Dataset excerpt
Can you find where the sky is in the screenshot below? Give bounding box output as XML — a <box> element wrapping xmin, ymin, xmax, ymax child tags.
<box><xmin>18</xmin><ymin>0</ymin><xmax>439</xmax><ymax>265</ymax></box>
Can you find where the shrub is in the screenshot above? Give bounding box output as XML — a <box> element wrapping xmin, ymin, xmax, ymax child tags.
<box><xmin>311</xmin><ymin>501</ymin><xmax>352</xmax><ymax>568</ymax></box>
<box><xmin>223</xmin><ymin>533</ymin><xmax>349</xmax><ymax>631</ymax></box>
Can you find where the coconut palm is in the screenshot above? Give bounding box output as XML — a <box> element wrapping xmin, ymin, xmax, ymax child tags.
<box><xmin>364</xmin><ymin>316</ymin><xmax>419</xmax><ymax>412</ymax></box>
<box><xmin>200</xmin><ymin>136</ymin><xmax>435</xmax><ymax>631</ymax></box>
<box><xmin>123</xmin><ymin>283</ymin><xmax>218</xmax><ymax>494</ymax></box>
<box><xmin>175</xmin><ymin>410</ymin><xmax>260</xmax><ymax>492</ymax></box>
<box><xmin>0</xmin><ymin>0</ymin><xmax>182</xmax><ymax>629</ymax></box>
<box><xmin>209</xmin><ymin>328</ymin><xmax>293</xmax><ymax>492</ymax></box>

#### TASK PROMPT:
Substitute "box coordinates" for every occurrence of "bounding box output" in the records, and reproduce them with nothing else changed.

#### WRITTEN ANSWER:
Can you find where the sky is in the screenshot below? Give box coordinates as XML — a <box> element wrapping xmin, ymin, xmax, ymax child tags.
<box><xmin>18</xmin><ymin>0</ymin><xmax>439</xmax><ymax>265</ymax></box>
Can you find where the shrub is in the screenshot above? Give box coordinates as XML — a <box> element wrapping xmin, ymin, xmax, ymax child tags.
<box><xmin>311</xmin><ymin>501</ymin><xmax>352</xmax><ymax>568</ymax></box>
<box><xmin>223</xmin><ymin>533</ymin><xmax>349</xmax><ymax>631</ymax></box>
Can you find where the coconut palm is in the screenshot above? Give box coordinates as XML — a <box> element wrapping xmin, ymin, xmax, ymax child tags.
<box><xmin>364</xmin><ymin>316</ymin><xmax>419</xmax><ymax>412</ymax></box>
<box><xmin>200</xmin><ymin>136</ymin><xmax>435</xmax><ymax>631</ymax></box>
<box><xmin>123</xmin><ymin>283</ymin><xmax>218</xmax><ymax>494</ymax></box>
<box><xmin>175</xmin><ymin>410</ymin><xmax>260</xmax><ymax>492</ymax></box>
<box><xmin>0</xmin><ymin>0</ymin><xmax>182</xmax><ymax>629</ymax></box>
<box><xmin>209</xmin><ymin>328</ymin><xmax>293</xmax><ymax>492</ymax></box>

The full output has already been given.